Arbeitsauftrag 1
Beantworten Sie anhand des Lesetextes über das EU-Digitalgesetz folgende Fragen:
(a) Mit welchem Land befindet sich die EU im Zollstreit?
(b) An wen richten die Digitalverbände ihr Schreiben?
(c) Gegen welche zwei Konzerne hat Brüssel kürzlich hohe Strafen verhängt?
Arbeitsauftrag 2
Nennen Sie alle zusammengeschriebenen Wörter im Lesetext über das EU-Digitalgesetz, die mit „Digital“ beginnen.
Arbeitsauftrag 3
Schreiben Sie aus dem Lesetext über das EU-Digitalgesetz den Abschnitt von „Start-ups warnen EU: Kein“ bis „US-Tech-Riesen opfern könnte.“ wörtlich ab, beide Stellen eingeschlossen.

Lesetext
________________________

Start-ups warnen EU: Kein Kuhhandel mit USA beim Digitalgesetz
Im Zollstreit mit den USA läuft der EU die Zeit für Verhandlungen davon. In der Digitalbranche wächst die Sorge, dass Brüssel die Interessen von Start-ups den US-Tech-Riesen opfern könnte.
Europas Start-up-Szene fürchtet, dass die EU zentrales Digitalrecht abschwächen könnte, um den USA im laufenden Zollkonflikt entgegenzukommen. In einem Schreiben an die EU-Kommission warnen Digitalverbände vor möglichen Zugeständnissen beim Digital Markets Act (DMA), mit dem Brüssel unter anderem US-Techkonzerne reguliert und kürzlich hohe Strafen gegen Apple sowie den Facebook-Konzern Meta verhängt hat.

________________________

Daten zur Verortung von Objekten anhand natürlicher Sprache:
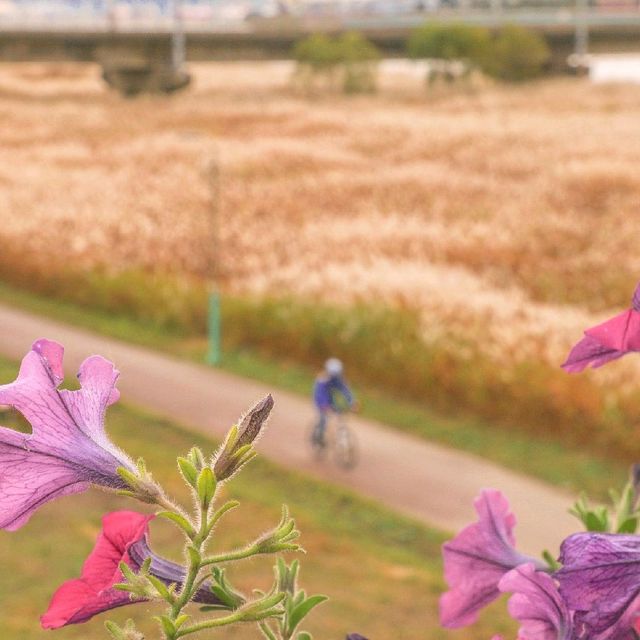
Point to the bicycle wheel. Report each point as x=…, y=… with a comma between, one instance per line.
x=318, y=448
x=344, y=447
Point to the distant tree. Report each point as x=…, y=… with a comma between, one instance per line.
x=348, y=62
x=449, y=42
x=359, y=58
x=517, y=54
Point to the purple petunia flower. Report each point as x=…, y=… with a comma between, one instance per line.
x=537, y=604
x=607, y=341
x=477, y=558
x=68, y=448
x=123, y=539
x=600, y=581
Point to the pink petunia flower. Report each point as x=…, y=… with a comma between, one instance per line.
x=607, y=341
x=68, y=449
x=477, y=558
x=124, y=538
x=600, y=580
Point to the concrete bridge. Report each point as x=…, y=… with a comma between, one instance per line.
x=141, y=52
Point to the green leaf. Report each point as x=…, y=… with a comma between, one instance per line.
x=194, y=556
x=114, y=630
x=628, y=526
x=303, y=609
x=180, y=521
x=180, y=620
x=126, y=571
x=227, y=506
x=267, y=632
x=550, y=560
x=594, y=523
x=129, y=477
x=160, y=587
x=167, y=625
x=206, y=485
x=188, y=471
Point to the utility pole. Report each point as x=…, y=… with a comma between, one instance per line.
x=581, y=35
x=214, y=352
x=178, y=40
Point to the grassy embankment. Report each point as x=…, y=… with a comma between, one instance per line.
x=382, y=571
x=269, y=344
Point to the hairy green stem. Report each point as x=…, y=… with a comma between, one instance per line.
x=210, y=624
x=247, y=552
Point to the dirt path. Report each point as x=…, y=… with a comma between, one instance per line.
x=427, y=481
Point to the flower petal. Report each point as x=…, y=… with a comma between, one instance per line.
x=600, y=579
x=68, y=448
x=537, y=604
x=28, y=479
x=589, y=352
x=477, y=558
x=123, y=539
x=80, y=599
x=621, y=332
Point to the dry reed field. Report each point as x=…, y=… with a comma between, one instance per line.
x=506, y=216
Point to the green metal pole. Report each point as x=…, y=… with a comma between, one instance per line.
x=215, y=350
x=214, y=353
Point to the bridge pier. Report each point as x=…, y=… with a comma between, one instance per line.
x=134, y=67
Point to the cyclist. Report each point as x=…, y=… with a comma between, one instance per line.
x=328, y=388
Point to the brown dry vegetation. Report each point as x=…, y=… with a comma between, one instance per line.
x=507, y=217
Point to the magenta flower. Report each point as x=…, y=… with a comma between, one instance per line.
x=537, y=604
x=477, y=558
x=68, y=449
x=600, y=580
x=123, y=539
x=607, y=341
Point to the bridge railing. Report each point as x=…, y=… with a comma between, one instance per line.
x=250, y=15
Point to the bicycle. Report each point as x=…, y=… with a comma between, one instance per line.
x=342, y=442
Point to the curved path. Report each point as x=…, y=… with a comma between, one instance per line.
x=427, y=481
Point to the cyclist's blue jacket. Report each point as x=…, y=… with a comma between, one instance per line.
x=327, y=389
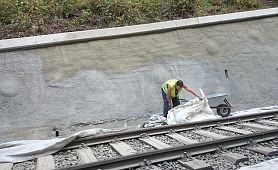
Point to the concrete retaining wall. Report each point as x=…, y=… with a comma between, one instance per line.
x=121, y=77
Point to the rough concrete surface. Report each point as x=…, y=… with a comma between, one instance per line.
x=113, y=79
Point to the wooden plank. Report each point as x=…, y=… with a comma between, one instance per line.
x=6, y=166
x=236, y=130
x=153, y=167
x=122, y=148
x=86, y=155
x=45, y=163
x=265, y=150
x=235, y=158
x=268, y=122
x=195, y=164
x=257, y=126
x=209, y=134
x=181, y=138
x=155, y=143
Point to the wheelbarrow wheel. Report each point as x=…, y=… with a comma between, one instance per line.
x=223, y=110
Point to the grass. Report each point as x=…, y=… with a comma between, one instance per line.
x=21, y=18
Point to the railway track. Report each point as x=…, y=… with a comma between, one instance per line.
x=228, y=143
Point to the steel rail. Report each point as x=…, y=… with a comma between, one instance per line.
x=132, y=134
x=156, y=156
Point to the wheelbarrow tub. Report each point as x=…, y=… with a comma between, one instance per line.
x=215, y=100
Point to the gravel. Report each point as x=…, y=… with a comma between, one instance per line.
x=171, y=165
x=30, y=165
x=168, y=140
x=245, y=128
x=215, y=160
x=222, y=132
x=254, y=158
x=104, y=151
x=139, y=146
x=67, y=158
x=194, y=136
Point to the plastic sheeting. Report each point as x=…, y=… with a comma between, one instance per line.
x=18, y=151
x=194, y=110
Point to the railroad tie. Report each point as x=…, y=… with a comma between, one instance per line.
x=181, y=138
x=236, y=130
x=257, y=126
x=265, y=150
x=6, y=166
x=195, y=164
x=155, y=143
x=122, y=148
x=45, y=163
x=86, y=155
x=234, y=158
x=268, y=122
x=209, y=134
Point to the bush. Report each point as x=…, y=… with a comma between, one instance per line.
x=33, y=17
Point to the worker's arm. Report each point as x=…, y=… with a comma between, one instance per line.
x=169, y=98
x=187, y=88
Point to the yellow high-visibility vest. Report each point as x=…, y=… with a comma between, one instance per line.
x=172, y=83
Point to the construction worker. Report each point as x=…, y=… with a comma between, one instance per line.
x=170, y=94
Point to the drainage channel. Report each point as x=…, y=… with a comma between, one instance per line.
x=168, y=146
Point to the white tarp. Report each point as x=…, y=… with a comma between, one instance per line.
x=194, y=110
x=18, y=151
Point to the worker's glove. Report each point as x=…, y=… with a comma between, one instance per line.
x=200, y=98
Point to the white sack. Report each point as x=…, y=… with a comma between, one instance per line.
x=194, y=110
x=24, y=150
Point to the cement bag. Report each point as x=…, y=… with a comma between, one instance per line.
x=18, y=151
x=194, y=110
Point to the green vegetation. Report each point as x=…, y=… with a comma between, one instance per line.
x=19, y=18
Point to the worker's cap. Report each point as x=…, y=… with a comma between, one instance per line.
x=179, y=83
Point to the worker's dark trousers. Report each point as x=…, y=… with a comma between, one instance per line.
x=175, y=101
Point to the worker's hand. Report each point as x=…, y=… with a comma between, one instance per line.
x=170, y=105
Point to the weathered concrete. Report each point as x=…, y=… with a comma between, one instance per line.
x=121, y=77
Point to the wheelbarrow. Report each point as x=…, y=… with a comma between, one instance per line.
x=218, y=101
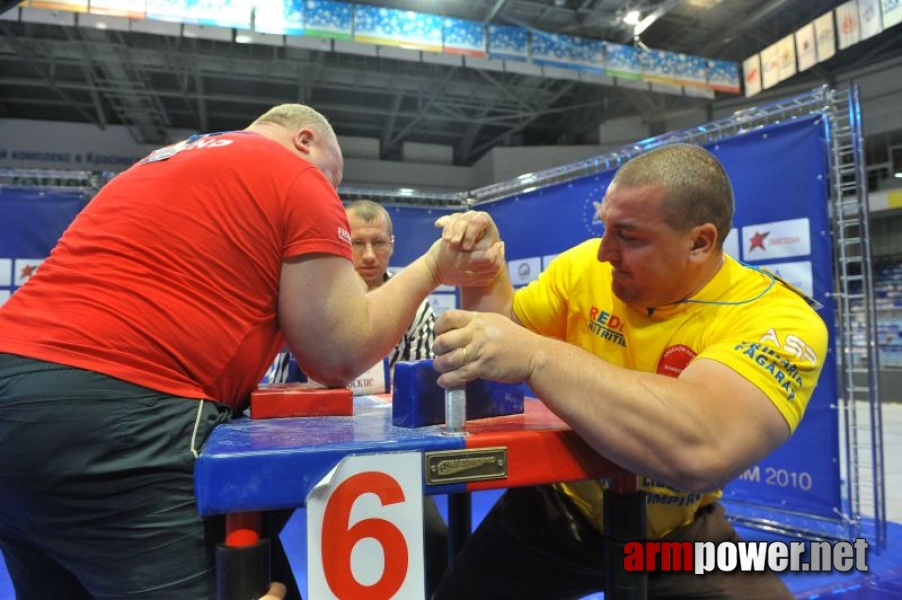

________________________

Lösung 1
(a) Mit den USA.
(b) An die EU-Kommission.
(c) Gegen Apple und den Facebook-Konzern Meta.

Lösung 2
Digitalgesetz, Digitalbranche, Digitalrecht, Digitalverbände

Lösung 3
Start-ups warnen EU: Kein Kuhhandel mit USA beim Digitalgesetz
Im Zollstreit mit den USA läuft der EU die Zeit für Verhandlungen davon. In der Digitalbranche wächst die Sorge, dass Brüssel die Interessen von Start-ups den US-Tech-Riesen opfern könnte.